* [STORED RECORDS]:
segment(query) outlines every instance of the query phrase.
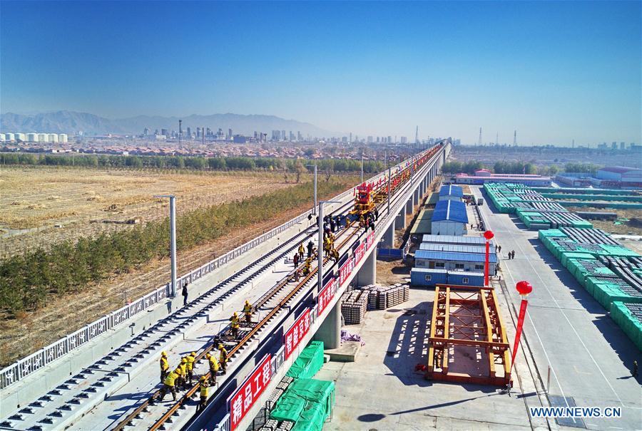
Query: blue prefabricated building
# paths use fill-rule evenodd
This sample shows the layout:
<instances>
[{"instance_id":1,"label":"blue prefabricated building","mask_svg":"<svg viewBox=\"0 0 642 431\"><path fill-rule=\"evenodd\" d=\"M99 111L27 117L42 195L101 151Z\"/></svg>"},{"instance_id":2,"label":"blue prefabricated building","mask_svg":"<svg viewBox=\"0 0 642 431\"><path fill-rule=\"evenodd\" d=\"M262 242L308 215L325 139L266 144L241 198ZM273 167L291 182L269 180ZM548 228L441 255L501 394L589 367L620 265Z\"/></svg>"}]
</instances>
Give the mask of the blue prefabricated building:
<instances>
[{"instance_id":1,"label":"blue prefabricated building","mask_svg":"<svg viewBox=\"0 0 642 431\"><path fill-rule=\"evenodd\" d=\"M452 200L461 202L464 199L464 189L457 185L444 185L439 189L439 200Z\"/></svg>"},{"instance_id":2,"label":"blue prefabricated building","mask_svg":"<svg viewBox=\"0 0 642 431\"><path fill-rule=\"evenodd\" d=\"M430 232L433 235L464 235L467 226L465 204L452 200L437 202L431 221Z\"/></svg>"},{"instance_id":3,"label":"blue prefabricated building","mask_svg":"<svg viewBox=\"0 0 642 431\"><path fill-rule=\"evenodd\" d=\"M485 253L457 253L433 250L417 250L414 252L416 268L483 272L485 261ZM489 254L489 262L490 265L489 265L488 274L491 276L495 275L497 255L494 253Z\"/></svg>"},{"instance_id":4,"label":"blue prefabricated building","mask_svg":"<svg viewBox=\"0 0 642 431\"><path fill-rule=\"evenodd\" d=\"M413 268L410 270L410 284L423 286L436 284L482 286L484 286L484 274L479 272Z\"/></svg>"}]
</instances>

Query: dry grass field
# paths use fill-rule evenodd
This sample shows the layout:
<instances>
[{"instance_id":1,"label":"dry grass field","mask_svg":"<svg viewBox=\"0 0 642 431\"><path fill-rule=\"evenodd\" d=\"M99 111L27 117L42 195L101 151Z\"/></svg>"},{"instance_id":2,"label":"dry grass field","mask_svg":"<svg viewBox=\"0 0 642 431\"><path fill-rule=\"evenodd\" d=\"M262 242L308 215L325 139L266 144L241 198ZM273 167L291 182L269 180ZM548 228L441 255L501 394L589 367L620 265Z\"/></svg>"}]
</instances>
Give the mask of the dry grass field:
<instances>
[{"instance_id":1,"label":"dry grass field","mask_svg":"<svg viewBox=\"0 0 642 431\"><path fill-rule=\"evenodd\" d=\"M304 175L301 181L308 182L310 179ZM28 233L8 238L0 236L0 249L9 254L46 246L49 242L73 240L106 229L127 229L130 226L102 223L104 219L138 217L144 223L165 217L168 204L166 200L153 198L157 194L175 194L180 213L194 207L292 187L295 185L293 180L290 176L290 182L285 182L282 174L259 172L199 174L39 167L2 168L0 206L3 214L0 228L13 232L12 229L33 227ZM357 182L357 177L354 176L336 178L337 187L341 189L348 189ZM56 197L50 199L51 197ZM319 197L329 198L331 195L322 194ZM14 202L20 204L11 205ZM113 210L111 205L116 205L117 209ZM180 252L179 274L198 267L309 207L305 204L284 210L269 221L230 232L225 237ZM6 214L4 209L8 209ZM63 227L54 227L58 224ZM96 227L100 229L96 229ZM8 245L13 251L7 251ZM143 296L167 282L169 277L168 259L153 259L126 274L113 275L85 291L51 298L44 307L21 313L16 318L0 314L0 367Z\"/></svg>"},{"instance_id":2,"label":"dry grass field","mask_svg":"<svg viewBox=\"0 0 642 431\"><path fill-rule=\"evenodd\" d=\"M108 222L165 217L168 200L156 194L175 194L180 213L292 185L264 172L2 167L0 259L131 226Z\"/></svg>"}]
</instances>

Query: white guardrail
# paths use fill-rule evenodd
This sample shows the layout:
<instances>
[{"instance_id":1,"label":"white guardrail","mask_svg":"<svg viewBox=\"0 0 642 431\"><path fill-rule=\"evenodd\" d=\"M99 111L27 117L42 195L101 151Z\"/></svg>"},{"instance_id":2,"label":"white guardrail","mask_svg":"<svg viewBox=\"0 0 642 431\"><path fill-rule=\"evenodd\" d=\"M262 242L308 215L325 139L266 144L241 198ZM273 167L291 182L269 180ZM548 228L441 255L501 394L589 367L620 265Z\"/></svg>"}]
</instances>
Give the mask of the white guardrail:
<instances>
[{"instance_id":1,"label":"white guardrail","mask_svg":"<svg viewBox=\"0 0 642 431\"><path fill-rule=\"evenodd\" d=\"M427 150L426 151L428 150ZM397 167L401 167L407 163L407 162L404 160L393 167L393 168L396 169ZM375 181L379 180L381 177L384 177L386 175L387 175L387 172L381 172L366 181ZM351 193L352 193L352 188L335 197L332 200L340 200ZM198 269L177 279L176 286L182 286L185 281L188 284L193 283L207 274L232 261L240 256L245 254L250 250L265 242L275 235L277 235L281 232L289 229L292 226L307 219L308 214L311 212L312 210L308 210L289 222L263 234L260 237L255 238L233 250L225 253L218 259L200 266ZM96 337L107 332L117 325L120 325L131 319L141 311L160 303L163 299L168 298L170 291L170 283L161 286L151 294L148 294L121 308L111 312L76 332L61 338L56 343L50 344L4 368L2 370L0 370L0 389L4 389L16 382L19 381L37 370L42 368L53 361L73 351L83 344L88 343Z\"/></svg>"}]
</instances>

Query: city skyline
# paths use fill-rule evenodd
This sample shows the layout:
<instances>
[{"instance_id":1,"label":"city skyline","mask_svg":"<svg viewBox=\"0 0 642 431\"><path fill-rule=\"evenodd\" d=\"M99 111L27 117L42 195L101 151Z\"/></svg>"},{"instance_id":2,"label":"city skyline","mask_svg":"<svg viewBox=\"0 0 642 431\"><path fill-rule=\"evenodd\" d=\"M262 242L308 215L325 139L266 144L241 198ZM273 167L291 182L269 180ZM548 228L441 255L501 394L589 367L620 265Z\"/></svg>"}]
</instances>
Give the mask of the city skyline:
<instances>
[{"instance_id":1,"label":"city skyline","mask_svg":"<svg viewBox=\"0 0 642 431\"><path fill-rule=\"evenodd\" d=\"M480 126L486 142L499 132L510 144L516 129L520 145L641 141L639 2L149 4L0 4L0 110L267 114L469 144ZM28 58L42 67L6 66Z\"/></svg>"}]
</instances>

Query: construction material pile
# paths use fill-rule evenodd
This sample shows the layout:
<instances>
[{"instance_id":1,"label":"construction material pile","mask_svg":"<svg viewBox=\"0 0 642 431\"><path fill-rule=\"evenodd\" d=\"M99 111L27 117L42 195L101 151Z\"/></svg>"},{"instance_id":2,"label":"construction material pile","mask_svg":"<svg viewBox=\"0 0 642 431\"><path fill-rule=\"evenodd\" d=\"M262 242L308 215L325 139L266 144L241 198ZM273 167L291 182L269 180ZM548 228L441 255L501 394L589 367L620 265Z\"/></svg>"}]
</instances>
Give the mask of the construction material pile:
<instances>
[{"instance_id":1,"label":"construction material pile","mask_svg":"<svg viewBox=\"0 0 642 431\"><path fill-rule=\"evenodd\" d=\"M346 325L358 325L363 320L368 306L368 293L355 290L346 292L341 297L341 314Z\"/></svg>"},{"instance_id":2,"label":"construction material pile","mask_svg":"<svg viewBox=\"0 0 642 431\"><path fill-rule=\"evenodd\" d=\"M410 298L410 286L401 283L387 287L371 284L362 289L368 292L368 308L370 310L385 310Z\"/></svg>"},{"instance_id":3,"label":"construction material pile","mask_svg":"<svg viewBox=\"0 0 642 431\"><path fill-rule=\"evenodd\" d=\"M486 183L484 189L499 212L516 214L529 229L593 227L579 215L523 185Z\"/></svg>"}]
</instances>

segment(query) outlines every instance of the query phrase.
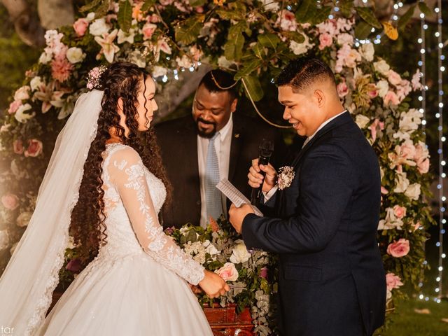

* [INSTRUCTION]:
Locate each line of the material above that contains the string "skyline" and copy those lines in full.

* [SOLUTION FOR THIS PROBLEM]:
Query: city skyline
[{"instance_id":1,"label":"city skyline","mask_svg":"<svg viewBox=\"0 0 642 431\"><path fill-rule=\"evenodd\" d=\"M99 111L27 117L42 195L101 151Z\"/></svg>"},{"instance_id":2,"label":"city skyline","mask_svg":"<svg viewBox=\"0 0 642 431\"><path fill-rule=\"evenodd\" d=\"M262 242L308 215L325 139L266 144L241 198ZM273 167L291 182L269 180ZM548 228L441 255L501 394L589 367L620 265Z\"/></svg>"}]
Give the mask of the city skyline:
[{"instance_id":1,"label":"city skyline","mask_svg":"<svg viewBox=\"0 0 642 431\"><path fill-rule=\"evenodd\" d=\"M480 126L486 142L499 132L510 144L516 129L520 145L641 141L639 2L149 4L0 4L0 110L267 114L469 144ZM28 58L42 67L6 66Z\"/></svg>"}]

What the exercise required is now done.